**SELECTED EXTRACT:**
Content starts
La Chica Boom explodes herself (almost)

Multimedia artist brings raw, transformative retrospective to Galeria de la Raza — hot sauce strap-ons included. 

Picante, anyone? Bottle label art from La Chica Boom’s Galeria de la Raza solo show, opening reception Sat/1.

By Caitlin Donohue

ART LOOKS Xandra Ibarra, a.k.a. Bay Area multimedia artist La Chica Boom, has built an international career of parodying microaggressions through her so-called “spictacles,” hyper-racialized performance pieces that blast apart notions of respectability associated with femininity and Latinidad. Think a strap-on harness that brandishes a five-ounce bottle of Tapatio: this is the calling card of La Chica Boom.

Sat/1, 6pm-10pm, marks the official opening reception of Galeria de la Raza’s “Ecdysis: The Molting of a Cucarachica,” Ibarra’s first solo show of its kind. (The exhibition runs through Sept. 6.) The show, which has been installed in Galeria since July 25, features documentation of Ibarra’s post-2012 work, in which she attempted to leave the La Chica Boom era of her art career behind — she felt it was too restrictive — and morph into something new.
Content ends
**EXERCISE REQUIREMENTS:**
[A] Answer each question from the article on La Chica Boom:
(i) What is the real name of the artist known as La Chica Boom?
(ii) During which hours is the opening reception on Sat/1 held?
(iii) Through what date does the exhibition run?
[B] Decide whether each statement agrees with the article on La Chica Boom, and quote the words that settle it:
(i) The exhibition is Ibarra's first solo show of its kind.
(ii) The strap-on harness holds a ten-ounce bottle of Tapatio.
(iii) Ibarra considered the La Chica Boom era of her career too restrictive.
The material that follows is separate from the article on La Chica Boom.

**DATA SHOWN:**
Content starts
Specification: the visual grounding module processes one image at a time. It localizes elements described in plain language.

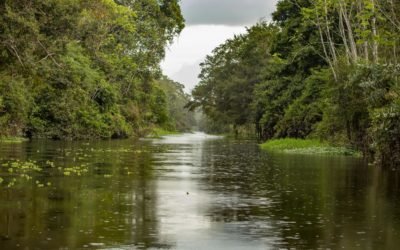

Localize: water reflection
[0,133,400,249]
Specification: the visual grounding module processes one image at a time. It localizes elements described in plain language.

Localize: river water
[0,133,400,249]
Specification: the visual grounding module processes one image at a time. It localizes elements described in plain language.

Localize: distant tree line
[0,0,194,139]
[189,0,400,166]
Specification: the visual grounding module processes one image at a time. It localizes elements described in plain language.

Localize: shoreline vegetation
[188,0,400,170]
[0,0,194,142]
[145,128,182,138]
[260,138,362,157]
[0,137,29,144]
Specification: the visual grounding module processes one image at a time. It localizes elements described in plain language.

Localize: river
[0,133,400,250]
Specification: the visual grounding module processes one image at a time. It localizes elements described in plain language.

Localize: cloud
[181,0,278,26]
[161,25,246,91]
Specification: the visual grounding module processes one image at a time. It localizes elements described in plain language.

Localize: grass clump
[0,137,28,143]
[261,138,361,156]
[147,128,179,138]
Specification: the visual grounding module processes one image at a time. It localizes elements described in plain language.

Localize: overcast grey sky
[161,0,278,92]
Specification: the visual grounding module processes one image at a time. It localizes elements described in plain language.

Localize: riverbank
[260,138,361,157]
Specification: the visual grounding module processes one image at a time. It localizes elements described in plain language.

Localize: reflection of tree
[0,141,175,249]
[202,141,400,249]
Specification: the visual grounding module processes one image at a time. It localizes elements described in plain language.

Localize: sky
[161,0,278,92]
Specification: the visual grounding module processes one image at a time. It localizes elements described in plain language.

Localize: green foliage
[157,77,196,131]
[0,0,184,139]
[261,138,361,156]
[189,0,400,166]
Content ends
**ANSWER SET:**
[A]
(i) Xandra Ibarra
(ii) 6pm-10pm
(iii) Sept. 6

[B]
(i) Yes: "Ibarra’s first solo show of its kind."
(ii) No: "brandishes a five-ounce bottle of Tapatio"
(iii) Yes: "she felt it was too restrictive"